Task goal:
In every one of the records below, change "deepest inside" to "nearest the center of" and leave everything else untouched.

* * *

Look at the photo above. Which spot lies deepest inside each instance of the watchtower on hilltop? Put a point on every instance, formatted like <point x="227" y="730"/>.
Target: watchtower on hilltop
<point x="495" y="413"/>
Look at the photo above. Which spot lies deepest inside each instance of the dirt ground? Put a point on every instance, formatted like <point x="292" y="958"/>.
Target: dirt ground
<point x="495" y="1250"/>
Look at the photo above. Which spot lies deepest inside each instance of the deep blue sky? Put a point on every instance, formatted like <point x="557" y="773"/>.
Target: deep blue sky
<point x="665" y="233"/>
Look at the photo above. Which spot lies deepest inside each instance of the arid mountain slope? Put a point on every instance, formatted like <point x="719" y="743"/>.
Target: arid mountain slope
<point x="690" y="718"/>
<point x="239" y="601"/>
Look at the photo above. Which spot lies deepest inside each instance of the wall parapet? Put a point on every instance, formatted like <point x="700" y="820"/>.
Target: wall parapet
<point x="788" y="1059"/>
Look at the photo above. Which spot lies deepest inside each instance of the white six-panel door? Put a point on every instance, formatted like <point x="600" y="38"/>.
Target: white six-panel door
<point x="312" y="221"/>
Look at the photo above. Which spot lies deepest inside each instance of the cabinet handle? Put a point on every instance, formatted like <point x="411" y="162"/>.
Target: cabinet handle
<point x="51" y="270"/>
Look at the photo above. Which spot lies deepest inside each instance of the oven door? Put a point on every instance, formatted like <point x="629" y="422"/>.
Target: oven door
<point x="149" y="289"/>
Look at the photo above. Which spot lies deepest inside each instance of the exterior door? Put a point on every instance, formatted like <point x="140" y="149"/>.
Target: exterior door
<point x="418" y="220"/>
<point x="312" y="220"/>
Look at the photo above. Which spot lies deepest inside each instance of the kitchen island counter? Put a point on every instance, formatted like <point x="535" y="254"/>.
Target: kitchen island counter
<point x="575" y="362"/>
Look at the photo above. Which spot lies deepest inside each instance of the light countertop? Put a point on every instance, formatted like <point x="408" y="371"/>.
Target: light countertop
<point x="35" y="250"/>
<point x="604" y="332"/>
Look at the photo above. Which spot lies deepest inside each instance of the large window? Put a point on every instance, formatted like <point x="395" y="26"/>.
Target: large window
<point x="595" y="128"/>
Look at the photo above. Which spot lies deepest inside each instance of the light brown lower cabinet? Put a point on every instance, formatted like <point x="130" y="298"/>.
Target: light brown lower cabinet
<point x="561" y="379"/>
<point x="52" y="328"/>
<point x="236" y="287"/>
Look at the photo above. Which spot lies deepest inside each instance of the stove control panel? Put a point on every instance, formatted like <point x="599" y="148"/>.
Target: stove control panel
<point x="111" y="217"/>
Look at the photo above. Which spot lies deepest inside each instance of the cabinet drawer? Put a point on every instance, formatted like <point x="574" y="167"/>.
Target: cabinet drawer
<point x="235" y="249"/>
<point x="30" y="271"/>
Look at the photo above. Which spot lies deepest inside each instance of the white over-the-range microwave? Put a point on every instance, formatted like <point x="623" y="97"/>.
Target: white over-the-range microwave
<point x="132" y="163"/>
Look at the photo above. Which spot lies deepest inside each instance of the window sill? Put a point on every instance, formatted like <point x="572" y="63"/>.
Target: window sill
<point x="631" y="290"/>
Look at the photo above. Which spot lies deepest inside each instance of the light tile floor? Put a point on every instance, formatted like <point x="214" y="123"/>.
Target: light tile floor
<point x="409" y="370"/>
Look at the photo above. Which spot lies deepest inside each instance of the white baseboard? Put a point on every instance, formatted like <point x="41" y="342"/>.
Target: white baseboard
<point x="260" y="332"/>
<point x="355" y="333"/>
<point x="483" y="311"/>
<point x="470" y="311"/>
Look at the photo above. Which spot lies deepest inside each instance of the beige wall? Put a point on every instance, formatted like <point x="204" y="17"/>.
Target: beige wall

* * *

Exercise output:
Look at the photo above. Which spot lies nearest the center of each instance of the watchtower on hilltop? Put a point on every instance, formatted like <point x="227" y="730"/>.
Target: watchtower on hilltop
<point x="495" y="413"/>
Look at the photo above. Which spot lies nearest the center of each instance of the dirt ground? Put a point on every instance, formatted like <point x="292" y="958"/>.
Target: dirt ground
<point x="495" y="1250"/>
Look at the photo above. Which spot lies nearest the center of each instance of the deep blue sky? Put a point on every instance, formatted like <point x="557" y="773"/>.
Target: deep blue sky
<point x="665" y="233"/>
Look at the photo above. Which spot lies nearest the center of each instance of the arid mountain slope? Put a point on every instance, formatted like <point x="719" y="743"/>.
Target: arid mountain slope
<point x="690" y="718"/>
<point x="239" y="601"/>
Look at the photo above. Which spot lies nearest the center of each instance of the wall parapet? Put a point on every instance, formatted like <point x="700" y="820"/>.
Target: wall parapet
<point x="788" y="1059"/>
Look at the photo above. Which spot lies nearest the center of each instance of the white six-panel door? Put a point on every instance, formatted like <point x="600" y="38"/>.
Target: white six-panel door
<point x="312" y="221"/>
Look at the photo above. Which spot lies nearest the center of each instance of the cabinet handle? Put a point on every instance, formatted like <point x="411" y="162"/>.
Target: cabinet handle
<point x="51" y="270"/>
Look at the photo above. Which spot lies nearest the center of each instance of the oven door? Put a point on every instance, formatted like <point x="629" y="422"/>.
Target: oven door
<point x="149" y="289"/>
Look at the photo above. Which spot lies nearest the center of each instance of the exterior door? Put a point on every instance, formatted like <point x="140" y="149"/>.
Target: exterior door
<point x="418" y="220"/>
<point x="312" y="220"/>
Look at the photo above. Which spot lies nearest the center of each instance of the kitchen island counter? Put a point on every instance, formatted like <point x="535" y="254"/>.
Target: kitchen island counter
<point x="575" y="362"/>
Look at the photo above. Which spot lies nearest the center of each instance of the light countertop? Put a point on every instance, formatted like <point x="408" y="371"/>.
Target: light countertop
<point x="35" y="250"/>
<point x="604" y="332"/>
Look at the photo above. Which spot lies nearest the center of each instance of the large window? Put a point on every instance, formatted like <point x="395" y="26"/>.
Target: large window
<point x="595" y="128"/>
Look at the photo above. Which spot lies nearest the center of each instance of the light brown lower cabinet? Put a point on every instance, formatted like <point x="130" y="298"/>.
Target: light brown lower cabinet
<point x="561" y="379"/>
<point x="52" y="328"/>
<point x="236" y="287"/>
Look at the photo above. Which spot lies nearest the center of each instance of the stove control panel? Put a point on every instance, formatted like <point x="599" y="148"/>.
Target: stove control panel
<point x="111" y="217"/>
Look at the photo above. Which spot lies nearest the center of each instance of the cabinet drawer? Put a point on every instance, formatted like <point x="574" y="167"/>.
Target: cabinet drawer
<point x="235" y="249"/>
<point x="30" y="271"/>
Look at the photo above. Which spot lies nearest the center of each instance of the white over-the-range microwave? Put a point on every instance, formatted like <point x="623" y="97"/>.
Target: white over-the-range microwave
<point x="132" y="163"/>
Look at the photo above. Which spot lies nearest the center of each instance of the window sill? Put a point on every instance, formatted like <point x="572" y="63"/>.
Target: window sill
<point x="631" y="290"/>
Look at the photo above. Which spot lies nearest the center of each instance of the light tile floor? Put a point on every instance, formatted like <point x="214" y="123"/>.
Target: light tile floor
<point x="409" y="370"/>
Look at the photo above. Which spot lies nearest the center of each instance of the white baseboard? Put a point on every instance, formatted like <point x="41" y="342"/>.
Target: white baseboard
<point x="260" y="332"/>
<point x="355" y="333"/>
<point x="483" y="311"/>
<point x="470" y="311"/>
Look at the photo above. Which spot lies nearest the center of each instance of the beige wall? Put a point on every instance, formatted like <point x="204" y="17"/>.
Target: beige wall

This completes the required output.